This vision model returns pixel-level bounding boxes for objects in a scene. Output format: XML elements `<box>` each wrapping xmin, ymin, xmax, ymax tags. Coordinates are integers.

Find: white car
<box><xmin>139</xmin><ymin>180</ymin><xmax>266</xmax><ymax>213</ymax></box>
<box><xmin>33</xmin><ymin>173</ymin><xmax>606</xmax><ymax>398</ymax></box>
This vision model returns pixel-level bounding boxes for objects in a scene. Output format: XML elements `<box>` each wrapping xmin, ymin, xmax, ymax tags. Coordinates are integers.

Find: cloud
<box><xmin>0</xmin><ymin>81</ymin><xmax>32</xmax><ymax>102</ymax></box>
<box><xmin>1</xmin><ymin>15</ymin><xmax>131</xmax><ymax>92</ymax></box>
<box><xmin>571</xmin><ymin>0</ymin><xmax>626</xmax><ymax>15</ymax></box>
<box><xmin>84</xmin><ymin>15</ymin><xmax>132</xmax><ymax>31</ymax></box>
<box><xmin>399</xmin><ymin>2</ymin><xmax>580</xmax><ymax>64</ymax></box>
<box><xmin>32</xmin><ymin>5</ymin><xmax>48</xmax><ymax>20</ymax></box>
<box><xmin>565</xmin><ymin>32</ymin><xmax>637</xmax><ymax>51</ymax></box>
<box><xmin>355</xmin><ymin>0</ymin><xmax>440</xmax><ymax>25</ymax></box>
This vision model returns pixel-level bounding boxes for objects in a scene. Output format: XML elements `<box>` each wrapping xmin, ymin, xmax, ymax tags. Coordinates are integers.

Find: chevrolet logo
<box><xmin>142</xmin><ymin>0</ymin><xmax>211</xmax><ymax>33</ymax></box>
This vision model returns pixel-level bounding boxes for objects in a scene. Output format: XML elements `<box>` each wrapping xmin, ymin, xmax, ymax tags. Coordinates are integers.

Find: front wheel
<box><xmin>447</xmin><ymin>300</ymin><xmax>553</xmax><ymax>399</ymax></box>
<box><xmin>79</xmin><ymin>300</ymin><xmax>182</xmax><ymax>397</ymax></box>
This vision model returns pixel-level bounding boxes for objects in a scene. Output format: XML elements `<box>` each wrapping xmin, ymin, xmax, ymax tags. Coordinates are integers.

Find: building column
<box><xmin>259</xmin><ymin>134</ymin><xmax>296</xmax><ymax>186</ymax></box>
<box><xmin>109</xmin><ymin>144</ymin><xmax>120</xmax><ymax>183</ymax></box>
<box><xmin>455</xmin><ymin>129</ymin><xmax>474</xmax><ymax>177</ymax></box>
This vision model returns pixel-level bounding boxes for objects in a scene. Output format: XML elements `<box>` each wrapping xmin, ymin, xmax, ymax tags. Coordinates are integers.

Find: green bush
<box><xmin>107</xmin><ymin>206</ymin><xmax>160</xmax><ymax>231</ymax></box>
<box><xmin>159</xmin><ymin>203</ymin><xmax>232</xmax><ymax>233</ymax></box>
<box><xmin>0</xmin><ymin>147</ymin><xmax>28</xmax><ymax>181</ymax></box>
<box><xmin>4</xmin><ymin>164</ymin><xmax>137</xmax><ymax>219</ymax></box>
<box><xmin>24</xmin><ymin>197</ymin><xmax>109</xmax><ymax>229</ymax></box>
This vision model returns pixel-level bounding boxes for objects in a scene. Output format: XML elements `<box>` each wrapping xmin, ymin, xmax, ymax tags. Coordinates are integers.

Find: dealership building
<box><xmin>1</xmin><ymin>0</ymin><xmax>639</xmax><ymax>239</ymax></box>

----------------------------------------

▸ TASK BRIEF: Return only and exactly the lines from the one that contains "Find: green bush" through the final line of the material above.

▸ SOLUTION BELOW:
Find: green bush
<box><xmin>107</xmin><ymin>206</ymin><xmax>160</xmax><ymax>231</ymax></box>
<box><xmin>159</xmin><ymin>203</ymin><xmax>232</xmax><ymax>233</ymax></box>
<box><xmin>0</xmin><ymin>147</ymin><xmax>28</xmax><ymax>181</ymax></box>
<box><xmin>4</xmin><ymin>164</ymin><xmax>137</xmax><ymax>219</ymax></box>
<box><xmin>24</xmin><ymin>197</ymin><xmax>109</xmax><ymax>229</ymax></box>
This vision model returns pixel-level bounding boxes for objects in a scene. Output format: XML elements `<box>` each wrapping xmin, ymin, xmax, ymax tags. Coordinates are integers.

Find: dealership building
<box><xmin>1</xmin><ymin>0</ymin><xmax>639</xmax><ymax>239</ymax></box>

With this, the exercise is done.